--- Given instruction ---
Word for word, repeat the lines of the records from the one containing "Kindly provide the mask of every instance of the silver" through the last line, both included.

--- Rows ---
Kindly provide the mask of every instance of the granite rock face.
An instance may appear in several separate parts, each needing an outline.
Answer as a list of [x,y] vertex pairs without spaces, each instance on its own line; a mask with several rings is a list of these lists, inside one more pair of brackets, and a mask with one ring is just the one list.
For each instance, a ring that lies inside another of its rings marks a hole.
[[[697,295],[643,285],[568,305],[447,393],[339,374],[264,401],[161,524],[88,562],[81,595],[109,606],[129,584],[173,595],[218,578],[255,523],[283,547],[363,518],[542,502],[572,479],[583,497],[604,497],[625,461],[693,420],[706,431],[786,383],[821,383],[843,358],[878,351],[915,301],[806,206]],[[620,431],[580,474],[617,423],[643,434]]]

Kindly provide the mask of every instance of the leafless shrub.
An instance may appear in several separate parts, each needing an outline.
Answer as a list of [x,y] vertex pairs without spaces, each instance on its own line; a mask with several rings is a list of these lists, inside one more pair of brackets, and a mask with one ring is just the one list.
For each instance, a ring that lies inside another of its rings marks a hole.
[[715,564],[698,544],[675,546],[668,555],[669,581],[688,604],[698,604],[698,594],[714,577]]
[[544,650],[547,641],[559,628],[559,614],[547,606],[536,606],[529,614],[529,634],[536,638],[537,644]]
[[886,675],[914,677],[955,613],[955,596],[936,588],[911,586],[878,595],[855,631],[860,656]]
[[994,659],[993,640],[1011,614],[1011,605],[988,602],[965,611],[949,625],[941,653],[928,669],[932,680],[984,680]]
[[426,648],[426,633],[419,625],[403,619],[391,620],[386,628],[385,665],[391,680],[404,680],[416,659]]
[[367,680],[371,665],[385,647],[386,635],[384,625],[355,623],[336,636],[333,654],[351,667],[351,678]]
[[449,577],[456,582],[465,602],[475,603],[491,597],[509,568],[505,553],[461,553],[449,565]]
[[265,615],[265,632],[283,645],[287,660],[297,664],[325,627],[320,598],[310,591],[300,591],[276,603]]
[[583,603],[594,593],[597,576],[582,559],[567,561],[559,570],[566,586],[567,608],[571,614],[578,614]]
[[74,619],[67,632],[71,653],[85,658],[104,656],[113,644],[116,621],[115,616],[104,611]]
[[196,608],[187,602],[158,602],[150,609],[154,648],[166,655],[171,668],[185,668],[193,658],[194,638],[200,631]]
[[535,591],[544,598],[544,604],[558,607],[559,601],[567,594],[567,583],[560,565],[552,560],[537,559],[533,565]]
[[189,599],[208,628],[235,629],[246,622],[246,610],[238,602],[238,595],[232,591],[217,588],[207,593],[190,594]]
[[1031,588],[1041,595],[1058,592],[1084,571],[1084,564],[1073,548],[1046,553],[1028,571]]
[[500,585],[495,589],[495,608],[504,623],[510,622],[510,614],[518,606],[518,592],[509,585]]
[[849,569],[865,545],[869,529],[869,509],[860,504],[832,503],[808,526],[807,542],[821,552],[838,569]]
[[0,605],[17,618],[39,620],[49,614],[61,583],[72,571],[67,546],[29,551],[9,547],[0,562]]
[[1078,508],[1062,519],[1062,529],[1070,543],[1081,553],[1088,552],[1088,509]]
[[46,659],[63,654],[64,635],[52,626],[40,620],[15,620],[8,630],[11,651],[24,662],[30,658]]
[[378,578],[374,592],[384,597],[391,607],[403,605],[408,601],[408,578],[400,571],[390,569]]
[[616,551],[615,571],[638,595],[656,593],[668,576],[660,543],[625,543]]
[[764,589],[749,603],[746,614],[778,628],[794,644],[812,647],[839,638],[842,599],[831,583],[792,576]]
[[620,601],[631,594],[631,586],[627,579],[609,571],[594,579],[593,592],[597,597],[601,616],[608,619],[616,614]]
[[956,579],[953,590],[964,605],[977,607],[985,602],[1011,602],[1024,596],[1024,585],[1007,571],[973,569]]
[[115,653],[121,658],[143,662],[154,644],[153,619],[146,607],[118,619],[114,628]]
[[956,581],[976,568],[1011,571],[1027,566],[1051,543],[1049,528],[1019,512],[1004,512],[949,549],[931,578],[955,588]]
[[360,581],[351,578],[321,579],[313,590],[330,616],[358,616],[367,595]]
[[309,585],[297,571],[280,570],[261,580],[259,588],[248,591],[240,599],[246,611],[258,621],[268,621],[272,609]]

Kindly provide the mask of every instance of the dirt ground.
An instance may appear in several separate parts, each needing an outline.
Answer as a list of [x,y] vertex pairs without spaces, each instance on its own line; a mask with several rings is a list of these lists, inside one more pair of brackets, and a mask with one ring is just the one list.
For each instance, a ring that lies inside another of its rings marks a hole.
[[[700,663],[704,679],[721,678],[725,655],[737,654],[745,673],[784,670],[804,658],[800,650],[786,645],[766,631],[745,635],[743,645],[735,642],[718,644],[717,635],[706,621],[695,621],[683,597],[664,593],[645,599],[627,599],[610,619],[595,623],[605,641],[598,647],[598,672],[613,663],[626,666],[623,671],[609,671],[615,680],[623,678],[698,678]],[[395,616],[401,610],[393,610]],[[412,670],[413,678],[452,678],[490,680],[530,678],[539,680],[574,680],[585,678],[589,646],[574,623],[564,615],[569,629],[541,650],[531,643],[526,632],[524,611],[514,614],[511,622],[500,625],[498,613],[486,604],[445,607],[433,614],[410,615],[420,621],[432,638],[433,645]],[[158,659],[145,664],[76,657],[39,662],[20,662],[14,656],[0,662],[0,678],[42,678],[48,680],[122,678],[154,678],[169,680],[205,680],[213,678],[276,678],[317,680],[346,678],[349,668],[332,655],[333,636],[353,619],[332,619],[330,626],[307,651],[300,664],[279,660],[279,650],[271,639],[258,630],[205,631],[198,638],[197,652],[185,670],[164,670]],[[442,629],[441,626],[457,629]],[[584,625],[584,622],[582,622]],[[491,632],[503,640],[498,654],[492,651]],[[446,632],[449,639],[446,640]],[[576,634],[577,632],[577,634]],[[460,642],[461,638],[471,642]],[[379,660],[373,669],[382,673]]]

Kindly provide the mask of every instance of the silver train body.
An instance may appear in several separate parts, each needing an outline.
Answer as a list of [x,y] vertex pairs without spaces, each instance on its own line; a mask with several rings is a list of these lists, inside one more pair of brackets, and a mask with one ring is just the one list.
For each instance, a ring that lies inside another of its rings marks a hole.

--- Response for this exercise ---
Kindly provide the mask of every instance of the silver train body.
An instance may appear in several separate parts, each needing an outline.
Answer as a list of [x,y] vertex pairs without spaces, each instance on its own line; a mask with several rings is a list of these lists, inside one more pair of brackets, and a mask with one ring is just the one list.
For each instance, a ring that lies inside another of its rings marks a hole.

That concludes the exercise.